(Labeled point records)
====================

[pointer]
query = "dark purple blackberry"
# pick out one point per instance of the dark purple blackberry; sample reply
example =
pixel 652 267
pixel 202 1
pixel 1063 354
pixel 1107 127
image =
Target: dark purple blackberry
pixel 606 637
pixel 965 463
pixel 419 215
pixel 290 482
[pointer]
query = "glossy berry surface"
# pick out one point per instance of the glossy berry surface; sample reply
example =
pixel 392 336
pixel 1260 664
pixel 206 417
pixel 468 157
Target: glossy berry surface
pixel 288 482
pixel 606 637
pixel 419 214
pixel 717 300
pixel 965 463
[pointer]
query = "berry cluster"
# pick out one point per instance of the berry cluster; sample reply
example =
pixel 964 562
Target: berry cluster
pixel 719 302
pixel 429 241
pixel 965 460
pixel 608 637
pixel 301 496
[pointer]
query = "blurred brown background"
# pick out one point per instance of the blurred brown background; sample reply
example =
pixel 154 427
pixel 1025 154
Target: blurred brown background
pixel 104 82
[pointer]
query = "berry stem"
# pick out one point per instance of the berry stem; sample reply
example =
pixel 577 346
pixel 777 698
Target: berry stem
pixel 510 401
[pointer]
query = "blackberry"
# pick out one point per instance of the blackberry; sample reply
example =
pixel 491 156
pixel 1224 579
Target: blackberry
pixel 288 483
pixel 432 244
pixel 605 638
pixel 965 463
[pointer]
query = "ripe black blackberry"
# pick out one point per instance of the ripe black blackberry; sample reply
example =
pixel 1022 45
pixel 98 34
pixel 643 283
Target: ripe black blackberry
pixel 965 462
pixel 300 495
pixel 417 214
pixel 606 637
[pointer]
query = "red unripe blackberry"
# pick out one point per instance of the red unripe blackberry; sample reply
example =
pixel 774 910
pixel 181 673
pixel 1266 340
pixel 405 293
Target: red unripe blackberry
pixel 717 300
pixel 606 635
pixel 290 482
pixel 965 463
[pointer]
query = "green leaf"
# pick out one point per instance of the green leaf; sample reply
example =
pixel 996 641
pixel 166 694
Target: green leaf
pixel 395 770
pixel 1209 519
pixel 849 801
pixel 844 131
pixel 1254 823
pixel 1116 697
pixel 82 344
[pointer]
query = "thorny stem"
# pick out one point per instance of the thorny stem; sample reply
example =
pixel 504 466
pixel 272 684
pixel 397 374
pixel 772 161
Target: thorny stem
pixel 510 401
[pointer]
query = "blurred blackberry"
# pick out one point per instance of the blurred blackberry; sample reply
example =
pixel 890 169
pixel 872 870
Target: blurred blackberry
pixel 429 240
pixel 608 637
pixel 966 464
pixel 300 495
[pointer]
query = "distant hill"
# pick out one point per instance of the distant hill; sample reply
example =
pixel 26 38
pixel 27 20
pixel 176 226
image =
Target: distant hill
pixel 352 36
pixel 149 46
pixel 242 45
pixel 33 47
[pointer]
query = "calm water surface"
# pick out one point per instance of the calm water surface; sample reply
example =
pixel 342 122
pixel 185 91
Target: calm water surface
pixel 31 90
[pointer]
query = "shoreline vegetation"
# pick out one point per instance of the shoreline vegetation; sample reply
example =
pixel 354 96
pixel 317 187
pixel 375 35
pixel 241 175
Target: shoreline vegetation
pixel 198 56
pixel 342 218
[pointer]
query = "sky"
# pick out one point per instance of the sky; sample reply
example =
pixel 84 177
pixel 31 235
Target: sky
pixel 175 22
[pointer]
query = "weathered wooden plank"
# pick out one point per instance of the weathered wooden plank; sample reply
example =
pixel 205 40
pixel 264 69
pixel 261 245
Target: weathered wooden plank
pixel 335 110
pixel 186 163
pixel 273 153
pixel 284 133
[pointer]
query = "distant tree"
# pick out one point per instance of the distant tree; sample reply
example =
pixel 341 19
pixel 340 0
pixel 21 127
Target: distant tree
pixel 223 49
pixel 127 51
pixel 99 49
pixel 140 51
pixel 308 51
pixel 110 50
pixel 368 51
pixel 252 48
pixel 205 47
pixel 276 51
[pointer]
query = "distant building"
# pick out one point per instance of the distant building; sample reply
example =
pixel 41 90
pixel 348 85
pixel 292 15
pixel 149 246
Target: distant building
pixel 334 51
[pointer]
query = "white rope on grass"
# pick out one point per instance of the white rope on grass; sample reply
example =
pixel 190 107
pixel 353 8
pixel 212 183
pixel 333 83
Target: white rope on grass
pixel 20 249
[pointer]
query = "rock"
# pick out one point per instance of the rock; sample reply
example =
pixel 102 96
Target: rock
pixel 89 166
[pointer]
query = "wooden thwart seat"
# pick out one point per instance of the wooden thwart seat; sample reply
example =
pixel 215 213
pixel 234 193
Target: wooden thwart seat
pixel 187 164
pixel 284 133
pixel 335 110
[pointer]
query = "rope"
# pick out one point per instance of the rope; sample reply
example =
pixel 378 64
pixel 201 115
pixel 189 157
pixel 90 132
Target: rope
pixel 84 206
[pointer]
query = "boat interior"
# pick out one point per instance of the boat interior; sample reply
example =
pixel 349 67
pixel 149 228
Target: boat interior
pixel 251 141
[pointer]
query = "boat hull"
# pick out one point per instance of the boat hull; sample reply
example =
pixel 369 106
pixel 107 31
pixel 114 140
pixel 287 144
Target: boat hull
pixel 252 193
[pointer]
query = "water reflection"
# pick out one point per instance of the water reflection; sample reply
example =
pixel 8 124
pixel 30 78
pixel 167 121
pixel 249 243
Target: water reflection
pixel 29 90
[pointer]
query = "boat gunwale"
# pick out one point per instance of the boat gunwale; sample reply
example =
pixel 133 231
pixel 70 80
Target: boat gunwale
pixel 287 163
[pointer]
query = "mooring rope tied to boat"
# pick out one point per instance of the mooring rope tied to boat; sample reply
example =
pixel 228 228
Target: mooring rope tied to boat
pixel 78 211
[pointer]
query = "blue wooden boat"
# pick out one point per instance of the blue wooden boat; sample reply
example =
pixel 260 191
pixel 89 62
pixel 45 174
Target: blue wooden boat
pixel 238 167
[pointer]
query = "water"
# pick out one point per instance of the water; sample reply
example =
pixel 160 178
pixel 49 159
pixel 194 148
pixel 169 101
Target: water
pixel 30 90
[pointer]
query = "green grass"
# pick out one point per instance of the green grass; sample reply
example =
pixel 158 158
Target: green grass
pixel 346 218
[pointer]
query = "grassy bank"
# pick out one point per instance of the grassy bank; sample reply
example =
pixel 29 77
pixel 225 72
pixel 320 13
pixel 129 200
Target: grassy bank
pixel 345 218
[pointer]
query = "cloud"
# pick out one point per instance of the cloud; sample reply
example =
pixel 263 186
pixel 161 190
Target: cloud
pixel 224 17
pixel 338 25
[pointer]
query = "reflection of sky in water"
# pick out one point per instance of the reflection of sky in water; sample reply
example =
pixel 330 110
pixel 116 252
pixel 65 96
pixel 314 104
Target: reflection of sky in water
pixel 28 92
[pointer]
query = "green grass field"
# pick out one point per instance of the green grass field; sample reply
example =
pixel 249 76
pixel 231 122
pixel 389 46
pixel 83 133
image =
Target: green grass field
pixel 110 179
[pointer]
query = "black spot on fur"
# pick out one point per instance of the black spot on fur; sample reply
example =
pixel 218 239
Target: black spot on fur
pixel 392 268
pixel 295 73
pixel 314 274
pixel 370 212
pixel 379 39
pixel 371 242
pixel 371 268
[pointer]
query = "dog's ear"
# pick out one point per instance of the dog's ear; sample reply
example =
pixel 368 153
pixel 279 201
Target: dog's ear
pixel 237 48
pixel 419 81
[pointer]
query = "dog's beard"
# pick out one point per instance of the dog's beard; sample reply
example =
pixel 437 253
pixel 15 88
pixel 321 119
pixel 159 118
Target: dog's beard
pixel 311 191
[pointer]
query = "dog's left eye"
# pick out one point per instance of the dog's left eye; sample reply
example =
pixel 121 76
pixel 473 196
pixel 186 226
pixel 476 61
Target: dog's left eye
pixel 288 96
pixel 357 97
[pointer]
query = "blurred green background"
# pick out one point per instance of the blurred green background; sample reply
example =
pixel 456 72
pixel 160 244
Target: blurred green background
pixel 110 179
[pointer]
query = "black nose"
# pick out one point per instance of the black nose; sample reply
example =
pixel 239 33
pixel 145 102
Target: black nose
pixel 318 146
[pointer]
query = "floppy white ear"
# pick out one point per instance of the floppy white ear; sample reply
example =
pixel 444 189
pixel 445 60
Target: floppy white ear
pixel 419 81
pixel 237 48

====================

== Exercise task ==
Count the lines in the items above that contain the string "nose", and give only that number.

== Answer below ==
3